DOMANDE:
1. Nel brano su Germano e Ligabue, chi ha realizzato il trucco con il prostetico?
2. Riprendi il brano su Germano e Ligabue dopo la sua ultima frase e portalo avanti.

━━━━━ TESTO IN ESAME ━━━━━

E entrare nelle storie e nelle vite differenti è proprio parte del mestiere dell’attore, così Germano è entrato dentro la vita di Leopardi con Martone, dentro la vita di Nino Manfredi con una grande mimesi e poi dentro la favola nera di Ligabue con Volevo nascondermi, portatore del valore della diversità: “E’ stata un’avventura enorme, anche temporalmente tra le stagioni in cui abbiamo girato. La mole di lavoro comportava, oltre quelle sul set, anche 4/5 ore di trucco: la cosa più importante, che m’ha convinto ad accettarlo, è stato proprio il trucco, perché avevo paura altrimenti di non essere abbastanza un mezzo di trasporto efficace, perché semmai concentrato a dover recitare la voce e l’anima del personaggio. Quando mi sono visto con ‘la mostruosità’ evidente di Ligabue, che mi liberava dal doverla fare, mi permetteva di lanciarmi nelle scene senza dominarle, grazie al trucco di Lorenzo Tamburini con il prostetico,  mi ha aiutato molto. Da quel momento abbiamo iniziato a lavorare sul ‘che cosa’, ed è stato un viaggio infinito: è come se Ligabue ci avesse guidato in questa battaglia campale, al suo servizio, perché spero che appena tornerà in sala sarà d’aiuto a non dimenticare questa persona, che ha vissuto di fortuna in un fiume abbandonato. È stato più di 10 anni in questa situazione, la prima volta che è stato notato era in una balla di fieno: un freak che poi però diventa una cartina al tornasole per l’umanità che ha difronte”.

━━━━━ ESTRATTO DELL'ELENCO ━━━━━

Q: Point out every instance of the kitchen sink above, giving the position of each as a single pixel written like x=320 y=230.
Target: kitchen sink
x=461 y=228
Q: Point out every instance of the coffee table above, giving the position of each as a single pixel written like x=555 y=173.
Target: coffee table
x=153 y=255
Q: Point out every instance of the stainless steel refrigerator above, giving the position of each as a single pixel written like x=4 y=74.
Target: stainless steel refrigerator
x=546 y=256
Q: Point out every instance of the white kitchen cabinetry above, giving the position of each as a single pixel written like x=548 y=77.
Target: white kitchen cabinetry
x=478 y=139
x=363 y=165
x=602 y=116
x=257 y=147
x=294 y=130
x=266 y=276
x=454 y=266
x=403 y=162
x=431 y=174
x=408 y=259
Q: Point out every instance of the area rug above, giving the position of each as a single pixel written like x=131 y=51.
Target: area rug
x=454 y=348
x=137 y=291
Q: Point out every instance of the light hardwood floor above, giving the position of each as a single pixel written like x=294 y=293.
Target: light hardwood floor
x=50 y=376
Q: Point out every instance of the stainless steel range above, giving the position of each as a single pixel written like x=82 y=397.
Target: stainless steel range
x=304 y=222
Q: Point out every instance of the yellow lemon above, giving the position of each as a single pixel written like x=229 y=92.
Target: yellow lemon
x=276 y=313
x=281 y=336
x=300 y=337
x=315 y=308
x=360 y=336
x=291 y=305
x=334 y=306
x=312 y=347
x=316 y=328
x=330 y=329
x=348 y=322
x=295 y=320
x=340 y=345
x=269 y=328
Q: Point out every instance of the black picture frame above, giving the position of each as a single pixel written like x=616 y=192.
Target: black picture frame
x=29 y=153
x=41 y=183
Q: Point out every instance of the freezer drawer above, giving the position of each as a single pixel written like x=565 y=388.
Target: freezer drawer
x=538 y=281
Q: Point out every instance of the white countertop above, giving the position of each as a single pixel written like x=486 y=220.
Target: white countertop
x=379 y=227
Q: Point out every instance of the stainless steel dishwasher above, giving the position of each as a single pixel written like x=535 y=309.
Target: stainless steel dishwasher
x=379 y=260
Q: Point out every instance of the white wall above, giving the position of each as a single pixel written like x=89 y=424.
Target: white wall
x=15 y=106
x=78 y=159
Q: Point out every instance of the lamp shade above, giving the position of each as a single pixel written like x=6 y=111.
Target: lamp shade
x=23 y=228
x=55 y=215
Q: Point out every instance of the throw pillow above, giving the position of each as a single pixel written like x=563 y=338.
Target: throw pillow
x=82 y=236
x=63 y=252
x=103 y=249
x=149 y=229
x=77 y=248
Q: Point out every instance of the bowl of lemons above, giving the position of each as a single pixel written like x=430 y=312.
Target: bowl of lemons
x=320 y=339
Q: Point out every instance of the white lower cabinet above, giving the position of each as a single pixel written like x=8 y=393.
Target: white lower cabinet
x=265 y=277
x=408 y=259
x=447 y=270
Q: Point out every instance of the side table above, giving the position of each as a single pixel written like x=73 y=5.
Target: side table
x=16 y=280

━━━━━
━━━━━ ESTRATTO DELL'ELENCO ━━━━━

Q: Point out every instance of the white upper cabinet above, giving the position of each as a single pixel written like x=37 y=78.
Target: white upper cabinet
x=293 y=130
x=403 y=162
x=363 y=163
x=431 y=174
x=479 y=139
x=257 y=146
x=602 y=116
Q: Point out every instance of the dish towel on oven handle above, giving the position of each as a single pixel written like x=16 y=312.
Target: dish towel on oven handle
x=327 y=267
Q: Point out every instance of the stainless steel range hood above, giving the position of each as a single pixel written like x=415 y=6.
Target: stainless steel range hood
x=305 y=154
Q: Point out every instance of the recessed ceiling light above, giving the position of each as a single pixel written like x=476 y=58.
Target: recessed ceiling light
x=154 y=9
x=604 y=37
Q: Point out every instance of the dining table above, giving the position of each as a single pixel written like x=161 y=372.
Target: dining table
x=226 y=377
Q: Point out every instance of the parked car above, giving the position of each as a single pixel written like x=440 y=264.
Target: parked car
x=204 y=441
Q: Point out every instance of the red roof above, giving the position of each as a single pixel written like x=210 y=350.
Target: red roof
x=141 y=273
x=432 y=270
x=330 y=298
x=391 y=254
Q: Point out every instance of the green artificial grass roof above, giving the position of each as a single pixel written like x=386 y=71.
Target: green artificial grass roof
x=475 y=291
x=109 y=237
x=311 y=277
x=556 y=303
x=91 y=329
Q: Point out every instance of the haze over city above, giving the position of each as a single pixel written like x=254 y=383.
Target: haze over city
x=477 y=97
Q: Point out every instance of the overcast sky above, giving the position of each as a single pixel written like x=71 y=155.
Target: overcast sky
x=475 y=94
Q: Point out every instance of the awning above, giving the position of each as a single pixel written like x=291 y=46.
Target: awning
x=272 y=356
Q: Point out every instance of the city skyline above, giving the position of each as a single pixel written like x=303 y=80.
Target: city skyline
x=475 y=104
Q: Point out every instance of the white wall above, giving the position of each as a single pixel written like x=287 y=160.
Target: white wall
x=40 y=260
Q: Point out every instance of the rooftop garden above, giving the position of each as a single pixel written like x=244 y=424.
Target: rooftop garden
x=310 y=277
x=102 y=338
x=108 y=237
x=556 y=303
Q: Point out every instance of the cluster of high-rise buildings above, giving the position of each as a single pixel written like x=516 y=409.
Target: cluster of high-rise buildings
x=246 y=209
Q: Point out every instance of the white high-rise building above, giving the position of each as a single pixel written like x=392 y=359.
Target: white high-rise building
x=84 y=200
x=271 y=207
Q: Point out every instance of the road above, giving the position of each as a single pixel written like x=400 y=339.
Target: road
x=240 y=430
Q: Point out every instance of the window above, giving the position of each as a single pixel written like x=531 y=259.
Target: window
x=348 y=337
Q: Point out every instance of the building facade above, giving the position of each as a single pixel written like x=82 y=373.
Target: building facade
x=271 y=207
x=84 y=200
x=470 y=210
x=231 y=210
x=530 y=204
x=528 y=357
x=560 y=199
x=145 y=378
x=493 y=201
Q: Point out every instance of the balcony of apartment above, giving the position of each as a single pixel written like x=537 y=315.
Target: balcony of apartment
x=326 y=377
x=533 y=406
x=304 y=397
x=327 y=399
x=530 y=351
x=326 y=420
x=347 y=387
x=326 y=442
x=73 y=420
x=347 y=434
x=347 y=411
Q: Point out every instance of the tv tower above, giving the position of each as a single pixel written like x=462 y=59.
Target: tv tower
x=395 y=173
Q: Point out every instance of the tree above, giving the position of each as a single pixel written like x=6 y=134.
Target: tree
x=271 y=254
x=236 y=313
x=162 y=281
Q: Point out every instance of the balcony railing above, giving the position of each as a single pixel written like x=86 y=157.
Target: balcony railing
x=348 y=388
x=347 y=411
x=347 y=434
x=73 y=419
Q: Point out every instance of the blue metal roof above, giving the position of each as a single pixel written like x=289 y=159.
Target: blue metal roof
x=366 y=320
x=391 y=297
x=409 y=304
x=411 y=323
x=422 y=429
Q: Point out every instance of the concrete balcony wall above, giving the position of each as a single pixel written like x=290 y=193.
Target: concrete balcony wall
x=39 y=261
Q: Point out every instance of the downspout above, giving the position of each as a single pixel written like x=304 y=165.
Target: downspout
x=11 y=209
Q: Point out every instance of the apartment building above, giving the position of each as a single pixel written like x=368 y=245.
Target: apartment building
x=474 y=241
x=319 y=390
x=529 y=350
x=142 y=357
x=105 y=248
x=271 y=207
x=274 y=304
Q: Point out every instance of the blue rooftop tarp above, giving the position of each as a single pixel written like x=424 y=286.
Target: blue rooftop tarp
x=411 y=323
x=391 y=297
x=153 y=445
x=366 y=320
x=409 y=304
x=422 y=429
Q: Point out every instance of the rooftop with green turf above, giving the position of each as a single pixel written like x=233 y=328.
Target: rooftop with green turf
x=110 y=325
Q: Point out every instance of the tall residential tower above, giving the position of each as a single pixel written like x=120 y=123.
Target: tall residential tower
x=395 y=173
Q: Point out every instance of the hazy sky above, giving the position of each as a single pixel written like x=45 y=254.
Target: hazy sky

━━━━━

LE TUE RISPOSTE:
1. Lorenzo Tamburini.

2.
E quest’anno, per Elio Germano, è stato anche l’anno di un’altra favola nera complessa, Favolacce dei fratelli D’Innocenzo: “Sono molto legato al ricordo che è stato girarlo, perché loro sono due cineasti che hanno deciso di non impostare la propria vita sul dover dimostrare qualcosa, ma mettendo la propria umanità a servizio del mestiere. Ogni mestiere, se fatto con umanità, quindi con sincerità, è più piacevole ma anche più funzionale e più produttivo: il cinema ancora di più, perché si fa con tante persone, e quello che i D’Innocenzo fanno è andare dritti alle cose da raccontare e non siamo più abituati a questo, come invece si dovrebbe. Noi dovremmo capire che tutto ciò che riguarda affetto, commozione e sentimenti, è un valore, che spesso non è quantificabile e spesso sembra non valga molto, e ciò crea dei disastri umanitari”, spiega ancora Germano, versatile interprete per i Vanzina (debutto), Scola, Placido, Vicari, Sollima, Zanasi.  

Parlando, poi, di un altro aspetto del mestiere dell’attore, Germano ripone grande passione anche alla propria categoria “disciolta, dispersa, con gli attori lanciati in una battaglia perenne: abbiamo creato un’associazione, la 7607, che informasse la categoria, che fosse una struttura per noi, 3000 iscritti, e abbiamo trovato il modo di usare i soldi per aiutare la categoria in modo sostanziale, dal pagare i provini al pagare gli avvocati, dando aiuti pratici, come i corsi, o economici in senso stretto. 7607 anche durante il momento COVID ha dato un supporto”.